## Aim:
In the records below, find the line containing "Spot the brick"; give it again exactly, along with every line that follows, and nothing else.

## Listing:
----------

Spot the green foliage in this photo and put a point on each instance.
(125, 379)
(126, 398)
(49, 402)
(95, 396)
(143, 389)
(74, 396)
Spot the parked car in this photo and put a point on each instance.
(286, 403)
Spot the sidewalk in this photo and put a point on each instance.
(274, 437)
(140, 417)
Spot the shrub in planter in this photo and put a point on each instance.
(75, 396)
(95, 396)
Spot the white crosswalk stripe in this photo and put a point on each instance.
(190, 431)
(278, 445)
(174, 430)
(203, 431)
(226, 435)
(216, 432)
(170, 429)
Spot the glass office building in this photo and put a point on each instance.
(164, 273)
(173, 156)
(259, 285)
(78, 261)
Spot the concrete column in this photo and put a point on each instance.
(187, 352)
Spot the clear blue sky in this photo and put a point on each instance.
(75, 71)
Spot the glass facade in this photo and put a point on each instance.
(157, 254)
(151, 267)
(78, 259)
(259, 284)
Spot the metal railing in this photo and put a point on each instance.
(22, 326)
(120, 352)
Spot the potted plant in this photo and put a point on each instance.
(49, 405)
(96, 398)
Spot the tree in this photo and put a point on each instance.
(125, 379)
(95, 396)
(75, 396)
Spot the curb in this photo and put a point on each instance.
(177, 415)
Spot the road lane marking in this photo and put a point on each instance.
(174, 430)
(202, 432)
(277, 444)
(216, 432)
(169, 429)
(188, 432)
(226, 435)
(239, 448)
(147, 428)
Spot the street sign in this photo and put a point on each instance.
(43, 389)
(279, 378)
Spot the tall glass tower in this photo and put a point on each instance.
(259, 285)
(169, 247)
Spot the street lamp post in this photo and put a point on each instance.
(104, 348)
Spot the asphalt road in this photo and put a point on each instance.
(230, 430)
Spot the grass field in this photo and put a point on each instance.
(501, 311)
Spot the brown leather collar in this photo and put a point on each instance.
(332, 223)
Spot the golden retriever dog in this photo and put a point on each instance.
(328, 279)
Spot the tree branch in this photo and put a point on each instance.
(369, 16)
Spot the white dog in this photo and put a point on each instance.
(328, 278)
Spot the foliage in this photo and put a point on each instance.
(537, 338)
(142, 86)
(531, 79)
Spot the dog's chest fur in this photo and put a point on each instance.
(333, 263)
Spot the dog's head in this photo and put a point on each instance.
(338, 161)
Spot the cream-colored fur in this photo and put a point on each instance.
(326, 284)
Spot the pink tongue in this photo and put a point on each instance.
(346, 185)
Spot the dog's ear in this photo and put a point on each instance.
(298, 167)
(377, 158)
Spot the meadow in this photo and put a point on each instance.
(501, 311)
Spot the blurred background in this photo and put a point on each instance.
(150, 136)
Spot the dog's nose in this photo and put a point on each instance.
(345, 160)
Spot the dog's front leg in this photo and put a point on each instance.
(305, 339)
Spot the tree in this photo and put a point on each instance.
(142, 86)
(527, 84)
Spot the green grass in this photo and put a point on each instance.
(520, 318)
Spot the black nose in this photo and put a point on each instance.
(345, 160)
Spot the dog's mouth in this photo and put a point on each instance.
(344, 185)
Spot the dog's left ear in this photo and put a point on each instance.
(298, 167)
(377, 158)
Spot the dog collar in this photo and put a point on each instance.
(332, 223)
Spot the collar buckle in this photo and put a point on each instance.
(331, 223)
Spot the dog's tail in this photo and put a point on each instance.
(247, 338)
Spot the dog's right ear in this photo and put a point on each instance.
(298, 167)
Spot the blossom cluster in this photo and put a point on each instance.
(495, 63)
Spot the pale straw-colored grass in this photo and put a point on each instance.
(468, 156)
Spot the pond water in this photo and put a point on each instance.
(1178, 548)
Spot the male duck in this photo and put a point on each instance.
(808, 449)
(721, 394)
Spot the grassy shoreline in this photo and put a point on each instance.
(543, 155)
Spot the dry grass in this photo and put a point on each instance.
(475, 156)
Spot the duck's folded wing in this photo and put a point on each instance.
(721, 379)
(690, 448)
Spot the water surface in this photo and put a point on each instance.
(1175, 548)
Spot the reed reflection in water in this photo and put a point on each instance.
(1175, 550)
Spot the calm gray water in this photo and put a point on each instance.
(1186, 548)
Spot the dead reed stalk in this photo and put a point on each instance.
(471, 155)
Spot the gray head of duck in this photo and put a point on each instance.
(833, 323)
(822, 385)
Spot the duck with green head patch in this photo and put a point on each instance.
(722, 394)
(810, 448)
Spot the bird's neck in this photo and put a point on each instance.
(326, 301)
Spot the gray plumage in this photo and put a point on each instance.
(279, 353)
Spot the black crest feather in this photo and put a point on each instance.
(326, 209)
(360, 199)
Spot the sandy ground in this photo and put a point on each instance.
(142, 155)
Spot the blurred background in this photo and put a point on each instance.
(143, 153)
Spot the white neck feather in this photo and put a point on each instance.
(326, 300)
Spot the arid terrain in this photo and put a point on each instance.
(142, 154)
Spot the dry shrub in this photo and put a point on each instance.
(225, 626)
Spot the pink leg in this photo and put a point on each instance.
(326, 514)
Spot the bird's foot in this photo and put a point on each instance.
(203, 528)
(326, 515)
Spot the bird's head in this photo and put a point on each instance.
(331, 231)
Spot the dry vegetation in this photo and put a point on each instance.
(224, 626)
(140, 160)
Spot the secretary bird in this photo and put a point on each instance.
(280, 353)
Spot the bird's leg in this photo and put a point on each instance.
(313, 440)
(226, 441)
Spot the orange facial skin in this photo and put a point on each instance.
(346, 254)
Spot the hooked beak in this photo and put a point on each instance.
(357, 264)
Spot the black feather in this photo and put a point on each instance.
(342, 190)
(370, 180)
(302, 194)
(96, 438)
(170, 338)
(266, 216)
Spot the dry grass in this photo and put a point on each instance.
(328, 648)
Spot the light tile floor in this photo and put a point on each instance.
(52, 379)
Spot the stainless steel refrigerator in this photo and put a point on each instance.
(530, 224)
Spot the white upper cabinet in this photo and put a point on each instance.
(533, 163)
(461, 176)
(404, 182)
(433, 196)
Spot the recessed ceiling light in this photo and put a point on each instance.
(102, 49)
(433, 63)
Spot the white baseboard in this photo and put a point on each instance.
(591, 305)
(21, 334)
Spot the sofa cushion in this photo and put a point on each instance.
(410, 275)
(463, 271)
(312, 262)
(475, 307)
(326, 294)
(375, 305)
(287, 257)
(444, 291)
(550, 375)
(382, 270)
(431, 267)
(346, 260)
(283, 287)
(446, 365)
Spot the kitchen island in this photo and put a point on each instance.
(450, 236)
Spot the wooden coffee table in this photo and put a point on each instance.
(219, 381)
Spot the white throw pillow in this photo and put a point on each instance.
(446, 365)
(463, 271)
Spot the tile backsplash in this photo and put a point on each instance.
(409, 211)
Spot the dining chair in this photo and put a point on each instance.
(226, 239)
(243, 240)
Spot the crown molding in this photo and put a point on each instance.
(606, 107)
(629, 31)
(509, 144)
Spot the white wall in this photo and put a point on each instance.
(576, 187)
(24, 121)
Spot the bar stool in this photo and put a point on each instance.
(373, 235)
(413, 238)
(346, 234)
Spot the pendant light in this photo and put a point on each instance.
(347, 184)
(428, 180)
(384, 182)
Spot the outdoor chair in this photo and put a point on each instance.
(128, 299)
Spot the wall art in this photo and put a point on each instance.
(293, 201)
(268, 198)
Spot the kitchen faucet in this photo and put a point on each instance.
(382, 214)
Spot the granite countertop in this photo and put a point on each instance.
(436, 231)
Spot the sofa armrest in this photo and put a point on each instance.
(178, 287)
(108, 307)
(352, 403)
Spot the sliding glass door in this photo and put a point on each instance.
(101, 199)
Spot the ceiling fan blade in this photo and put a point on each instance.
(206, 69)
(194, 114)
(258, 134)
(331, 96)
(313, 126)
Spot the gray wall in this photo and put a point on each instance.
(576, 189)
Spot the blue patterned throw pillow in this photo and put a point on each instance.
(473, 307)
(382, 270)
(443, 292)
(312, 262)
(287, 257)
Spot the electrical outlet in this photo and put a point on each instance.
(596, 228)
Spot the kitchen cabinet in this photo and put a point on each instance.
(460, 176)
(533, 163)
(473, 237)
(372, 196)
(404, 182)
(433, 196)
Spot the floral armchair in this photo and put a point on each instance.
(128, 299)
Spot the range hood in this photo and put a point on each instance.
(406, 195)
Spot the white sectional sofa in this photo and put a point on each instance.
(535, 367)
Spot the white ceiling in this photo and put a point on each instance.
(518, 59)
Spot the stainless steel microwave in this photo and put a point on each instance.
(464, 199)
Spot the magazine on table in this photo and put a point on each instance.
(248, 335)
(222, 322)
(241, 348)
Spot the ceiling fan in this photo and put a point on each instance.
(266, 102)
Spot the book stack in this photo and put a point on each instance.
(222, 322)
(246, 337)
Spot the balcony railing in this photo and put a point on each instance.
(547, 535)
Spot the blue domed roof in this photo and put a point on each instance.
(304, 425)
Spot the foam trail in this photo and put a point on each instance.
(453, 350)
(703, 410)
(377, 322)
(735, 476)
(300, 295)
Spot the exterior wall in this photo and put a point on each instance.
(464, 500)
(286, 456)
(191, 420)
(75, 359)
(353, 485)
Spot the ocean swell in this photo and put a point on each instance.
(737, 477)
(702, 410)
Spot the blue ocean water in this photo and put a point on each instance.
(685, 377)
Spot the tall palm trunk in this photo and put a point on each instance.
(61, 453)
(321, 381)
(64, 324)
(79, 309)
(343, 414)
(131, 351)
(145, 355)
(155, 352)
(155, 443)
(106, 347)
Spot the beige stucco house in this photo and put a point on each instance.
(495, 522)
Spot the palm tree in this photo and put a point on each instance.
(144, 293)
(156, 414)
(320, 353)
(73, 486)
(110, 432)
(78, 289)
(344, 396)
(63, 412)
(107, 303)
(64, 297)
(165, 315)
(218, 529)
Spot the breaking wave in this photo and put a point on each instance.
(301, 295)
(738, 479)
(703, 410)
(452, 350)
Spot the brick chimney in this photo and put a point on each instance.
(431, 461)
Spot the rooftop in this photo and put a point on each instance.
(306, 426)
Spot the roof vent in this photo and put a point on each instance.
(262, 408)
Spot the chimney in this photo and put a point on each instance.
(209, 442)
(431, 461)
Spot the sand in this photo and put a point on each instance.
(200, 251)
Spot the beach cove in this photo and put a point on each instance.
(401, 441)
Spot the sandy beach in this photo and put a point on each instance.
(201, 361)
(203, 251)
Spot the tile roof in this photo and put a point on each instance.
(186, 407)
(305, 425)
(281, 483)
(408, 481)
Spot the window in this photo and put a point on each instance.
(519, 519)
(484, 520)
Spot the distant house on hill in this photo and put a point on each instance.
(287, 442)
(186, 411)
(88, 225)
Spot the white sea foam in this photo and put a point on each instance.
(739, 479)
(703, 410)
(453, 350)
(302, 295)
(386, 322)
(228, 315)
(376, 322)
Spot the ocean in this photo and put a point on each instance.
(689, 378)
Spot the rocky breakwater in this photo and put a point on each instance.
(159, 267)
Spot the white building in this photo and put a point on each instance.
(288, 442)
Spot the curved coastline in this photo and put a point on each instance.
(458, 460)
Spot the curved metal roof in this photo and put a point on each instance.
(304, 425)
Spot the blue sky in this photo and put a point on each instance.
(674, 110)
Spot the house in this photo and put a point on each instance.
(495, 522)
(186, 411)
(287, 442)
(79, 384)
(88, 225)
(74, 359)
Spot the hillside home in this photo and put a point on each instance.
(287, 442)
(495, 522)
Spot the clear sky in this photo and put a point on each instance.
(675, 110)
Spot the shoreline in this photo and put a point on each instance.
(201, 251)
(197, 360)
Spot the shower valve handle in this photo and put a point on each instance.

----------

## Complete output:
Spot the brick chimney in this photo and put a point on each instance.
(431, 461)
Spot the rooftop in this photo and put a point on each instance.
(306, 426)
Spot the roof vent in this photo and put a point on each instance.
(262, 408)
Spot the chimney in this photo and put a point on each instance.
(209, 442)
(431, 461)
Spot the sand in this photo and put a point on each instance.
(200, 251)
Spot the beach cove in this photo and put a point on each instance.
(401, 441)
Spot the sandy beach in this photo and put a point on each instance.
(201, 361)
(203, 251)
Spot the tile roof in this photo and put a point on each instance.
(186, 407)
(305, 425)
(281, 483)
(408, 481)
Spot the window in this photo and put a point on each instance.
(519, 519)
(484, 520)
Spot the distant house on hill in this photo and put a point on each instance.
(287, 442)
(186, 411)
(88, 225)
Spot the white sea foam in this photo and put a point on each instance.
(739, 479)
(703, 410)
(453, 350)
(302, 295)
(386, 322)
(228, 315)
(376, 322)
Spot the ocean in this photo and put a point on each instance.
(689, 378)
Spot the rocky breakwater in this photo and put a point on each instance.
(159, 267)
Spot the white building in this photo and put a point on each instance.
(288, 442)
Spot the curved coastline in this photo and put a point on each instance.
(458, 460)
Spot the curved metal roof in this photo and put a point on each instance.
(304, 425)
Spot the blue sky in this photo and put a point on each instance.
(674, 110)
Spot the house in this photo and put a point on each instance.
(495, 522)
(186, 411)
(287, 442)
(79, 384)
(88, 225)
(74, 359)
Spot the hillside home in this photo and put a point on each instance.
(287, 442)
(495, 522)
Spot the clear sky in this photo and put a point on each instance.
(675, 110)
Spot the shoreline in this photo and put a point on each instance.
(201, 251)
(197, 360)
Spot the shower valve handle in this photo and put a point on each instance.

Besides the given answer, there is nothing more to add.